> _Action item_: In the data below, which lines hold the word "arched"? Copy them.

[[ Records for processing open ]]

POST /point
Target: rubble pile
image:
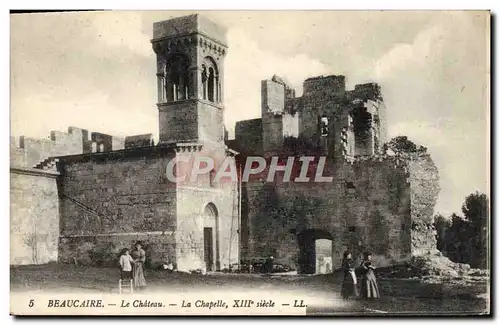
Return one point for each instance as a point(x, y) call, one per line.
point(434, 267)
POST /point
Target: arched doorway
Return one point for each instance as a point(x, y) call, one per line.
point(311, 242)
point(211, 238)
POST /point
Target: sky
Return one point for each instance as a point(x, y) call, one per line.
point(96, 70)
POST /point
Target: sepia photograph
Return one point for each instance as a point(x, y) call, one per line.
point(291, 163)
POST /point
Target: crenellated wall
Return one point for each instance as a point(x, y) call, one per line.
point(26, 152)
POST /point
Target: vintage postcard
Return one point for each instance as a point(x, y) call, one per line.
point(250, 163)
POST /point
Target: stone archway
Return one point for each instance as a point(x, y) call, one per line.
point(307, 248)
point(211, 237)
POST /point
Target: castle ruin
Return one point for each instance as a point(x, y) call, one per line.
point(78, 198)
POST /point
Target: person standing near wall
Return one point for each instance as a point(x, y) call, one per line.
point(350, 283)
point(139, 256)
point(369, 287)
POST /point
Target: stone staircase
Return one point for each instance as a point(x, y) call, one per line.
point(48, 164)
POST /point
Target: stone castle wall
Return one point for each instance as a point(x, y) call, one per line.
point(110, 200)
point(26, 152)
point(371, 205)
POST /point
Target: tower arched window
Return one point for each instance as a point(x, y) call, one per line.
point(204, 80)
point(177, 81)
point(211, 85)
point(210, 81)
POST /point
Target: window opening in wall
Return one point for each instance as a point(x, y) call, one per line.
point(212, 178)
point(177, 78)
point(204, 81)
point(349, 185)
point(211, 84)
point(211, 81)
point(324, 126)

[[ Records for processing closed ]]
[[ Records for processing open ]]

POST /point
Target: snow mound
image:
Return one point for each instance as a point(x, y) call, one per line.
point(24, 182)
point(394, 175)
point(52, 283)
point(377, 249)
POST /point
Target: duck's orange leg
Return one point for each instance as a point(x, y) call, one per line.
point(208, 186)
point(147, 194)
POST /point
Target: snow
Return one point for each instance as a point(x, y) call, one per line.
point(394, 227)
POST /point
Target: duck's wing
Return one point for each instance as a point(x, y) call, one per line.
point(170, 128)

[[ Records for processing closed ]]

> _Exercise result_:
Target: arched doorway
Target: tower arched window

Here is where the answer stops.